Please rewrite the lines from the line with "trace foreground snow mound, every instance" to the line with "[[[88,50],[115,60],[120,60],[120,44],[101,44],[96,42],[84,42]]]", both included, raising every polygon coordinate in the answers by 35 and keeping the other lines unchanged. Return only those lines.

──────── EXCERPTED RECORDS ────────

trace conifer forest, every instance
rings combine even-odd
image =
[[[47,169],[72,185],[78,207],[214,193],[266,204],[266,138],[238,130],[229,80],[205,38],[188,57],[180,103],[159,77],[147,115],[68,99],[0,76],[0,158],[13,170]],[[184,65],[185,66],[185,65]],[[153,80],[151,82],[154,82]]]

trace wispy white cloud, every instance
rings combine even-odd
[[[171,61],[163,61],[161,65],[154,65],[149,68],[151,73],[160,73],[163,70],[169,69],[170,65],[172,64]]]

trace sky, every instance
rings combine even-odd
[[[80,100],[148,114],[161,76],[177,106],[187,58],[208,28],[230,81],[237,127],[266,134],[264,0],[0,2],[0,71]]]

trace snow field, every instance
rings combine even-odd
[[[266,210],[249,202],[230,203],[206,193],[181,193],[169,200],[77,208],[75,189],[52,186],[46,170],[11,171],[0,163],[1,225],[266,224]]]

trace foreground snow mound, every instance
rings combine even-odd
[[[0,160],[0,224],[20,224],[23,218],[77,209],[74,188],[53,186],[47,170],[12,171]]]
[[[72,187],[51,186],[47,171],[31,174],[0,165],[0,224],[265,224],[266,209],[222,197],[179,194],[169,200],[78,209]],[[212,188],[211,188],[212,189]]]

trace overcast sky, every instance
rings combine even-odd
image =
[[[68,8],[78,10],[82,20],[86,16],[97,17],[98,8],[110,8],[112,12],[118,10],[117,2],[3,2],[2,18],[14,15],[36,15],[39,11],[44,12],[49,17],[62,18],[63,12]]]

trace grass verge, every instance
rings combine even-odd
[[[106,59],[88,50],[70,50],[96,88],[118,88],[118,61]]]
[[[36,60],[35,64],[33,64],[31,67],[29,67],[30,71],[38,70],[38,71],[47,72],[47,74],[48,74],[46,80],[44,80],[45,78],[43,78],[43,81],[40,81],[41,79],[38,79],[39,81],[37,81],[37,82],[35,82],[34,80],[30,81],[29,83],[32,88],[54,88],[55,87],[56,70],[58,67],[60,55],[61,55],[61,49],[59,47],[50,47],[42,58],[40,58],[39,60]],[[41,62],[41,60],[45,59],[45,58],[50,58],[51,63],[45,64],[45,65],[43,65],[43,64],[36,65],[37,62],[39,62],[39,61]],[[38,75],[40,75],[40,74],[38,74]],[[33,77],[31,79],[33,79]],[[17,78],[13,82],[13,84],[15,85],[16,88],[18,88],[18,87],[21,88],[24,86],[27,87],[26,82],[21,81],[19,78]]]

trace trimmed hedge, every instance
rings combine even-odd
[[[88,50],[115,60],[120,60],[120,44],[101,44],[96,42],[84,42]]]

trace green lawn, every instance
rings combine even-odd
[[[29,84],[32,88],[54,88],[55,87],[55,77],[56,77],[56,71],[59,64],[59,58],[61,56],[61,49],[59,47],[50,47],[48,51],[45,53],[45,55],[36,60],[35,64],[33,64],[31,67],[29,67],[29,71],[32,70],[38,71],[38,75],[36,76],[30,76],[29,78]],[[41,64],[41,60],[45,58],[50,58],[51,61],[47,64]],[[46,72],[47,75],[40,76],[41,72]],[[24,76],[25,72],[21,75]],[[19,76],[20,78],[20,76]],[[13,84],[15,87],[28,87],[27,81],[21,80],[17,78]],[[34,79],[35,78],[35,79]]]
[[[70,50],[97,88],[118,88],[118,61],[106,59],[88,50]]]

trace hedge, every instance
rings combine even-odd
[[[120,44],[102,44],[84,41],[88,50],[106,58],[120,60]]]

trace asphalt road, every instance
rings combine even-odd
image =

────────

• _WRITTEN ANSWER_:
trace foreground snow mound, every instance
rings combine even-odd
[[[35,195],[35,259],[55,259],[58,253],[112,244],[109,223],[88,221],[82,205],[47,206]]]
[[[107,222],[86,221],[82,206],[66,209],[35,200],[35,259],[300,259],[301,244],[257,232],[214,229],[204,235],[113,244]],[[247,223],[246,223],[247,224]]]

trace overcast sky, every instance
rings combine even-odd
image =
[[[103,43],[113,45],[117,55],[121,51],[132,52],[133,43],[145,43],[147,47],[153,45],[152,37],[38,37],[37,53],[49,50],[71,50],[74,46],[79,47],[84,52],[97,53],[98,47]]]

trace grass verge, every instance
rings combine even-odd
[[[141,94],[123,85],[105,85],[131,123],[153,123],[153,96]]]
[[[71,95],[70,99],[68,99],[66,102],[64,102],[65,106],[73,105],[73,106],[82,107],[82,109],[83,109],[81,115],[79,115],[80,113],[78,113],[78,116],[75,116],[76,114],[73,114],[74,116],[72,116],[72,117],[70,117],[69,115],[65,116],[64,118],[67,123],[89,123],[90,122],[91,105],[93,102],[95,90],[96,90],[96,84],[94,82],[85,82],[77,93],[75,93],[74,95]],[[76,97],[76,95],[80,94],[80,93],[85,93],[86,98],[80,99],[80,100],[78,100],[78,99],[71,100],[72,97],[74,97],[74,96]],[[73,110],[75,110],[75,109],[73,109]],[[68,112],[66,114],[68,114]],[[52,113],[48,117],[48,119],[50,120],[51,123],[53,123],[53,122],[56,123],[59,121],[62,122],[61,117],[56,116],[54,113]]]

trace trimmed hedge, every instance
rings combine even-odd
[[[123,85],[150,95],[155,95],[155,79],[136,79],[131,77],[119,77]]]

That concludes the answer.